PROMPT
Report each line of the material below that contains the string "shirt", copying every such line in full.

(Stored data entries)
--- START ---
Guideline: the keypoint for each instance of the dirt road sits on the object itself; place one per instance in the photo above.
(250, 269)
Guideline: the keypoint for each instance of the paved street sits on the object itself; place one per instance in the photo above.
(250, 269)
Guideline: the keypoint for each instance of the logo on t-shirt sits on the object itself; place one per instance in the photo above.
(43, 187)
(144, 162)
--- END ---
--- START ---
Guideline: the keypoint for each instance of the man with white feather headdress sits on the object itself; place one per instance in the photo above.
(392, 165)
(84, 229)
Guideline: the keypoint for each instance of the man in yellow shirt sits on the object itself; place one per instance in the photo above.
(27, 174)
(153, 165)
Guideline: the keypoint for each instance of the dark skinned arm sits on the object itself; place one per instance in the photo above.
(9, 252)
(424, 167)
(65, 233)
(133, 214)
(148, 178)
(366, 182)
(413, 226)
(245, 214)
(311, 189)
--- END ---
--- START ---
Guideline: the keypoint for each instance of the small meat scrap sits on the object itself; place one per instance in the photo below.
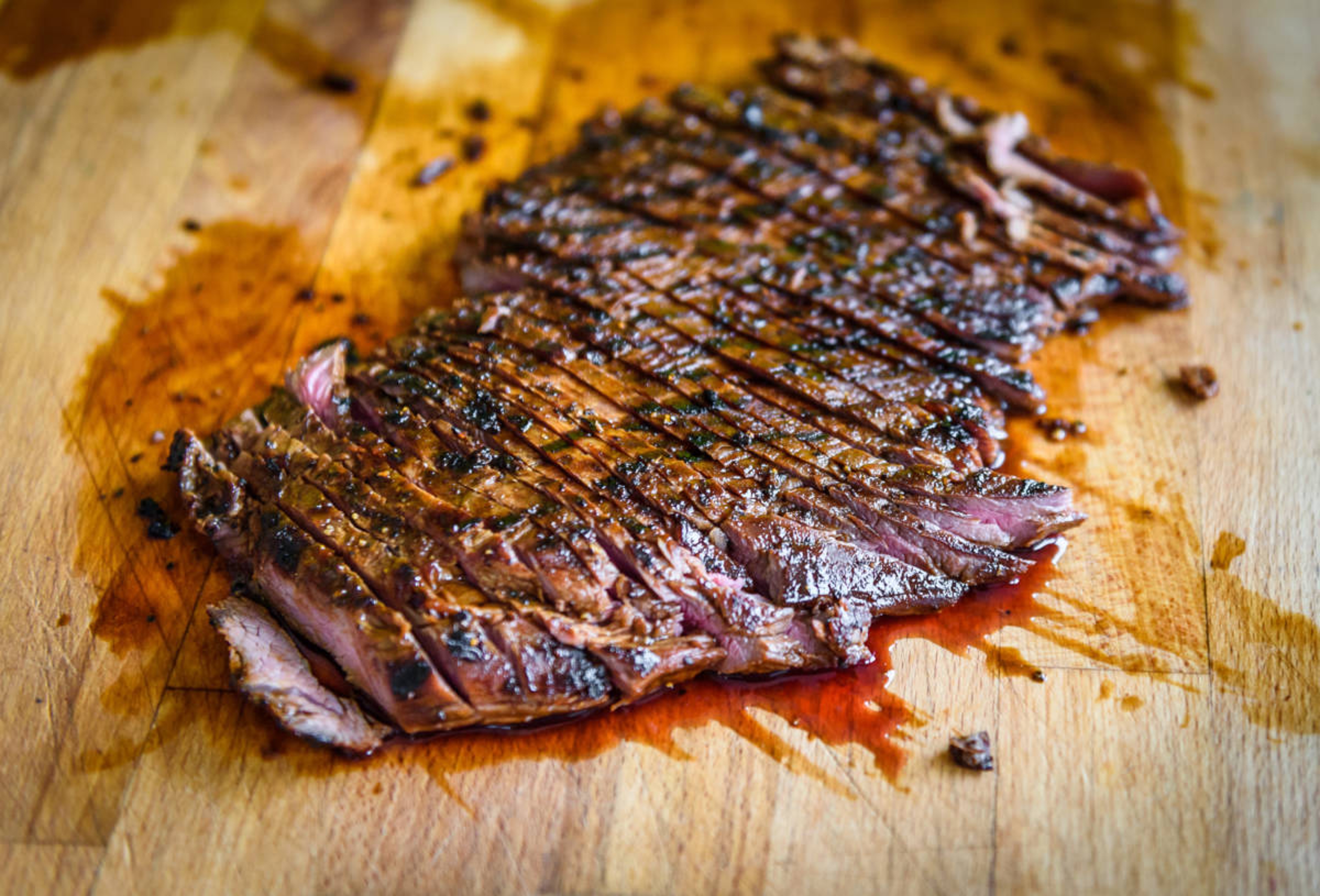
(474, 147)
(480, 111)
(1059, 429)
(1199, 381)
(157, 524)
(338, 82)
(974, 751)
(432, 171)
--- END ---
RESULT OF THE EXERCISE
Guideline: the keypoint for each instance of the logo on t-shirt sits on the object itself; place one per instance in the photo above.
Guideline: the keypoint for each instance of the man in yellow shirt sits on the object itself; place one per instance in the photo above.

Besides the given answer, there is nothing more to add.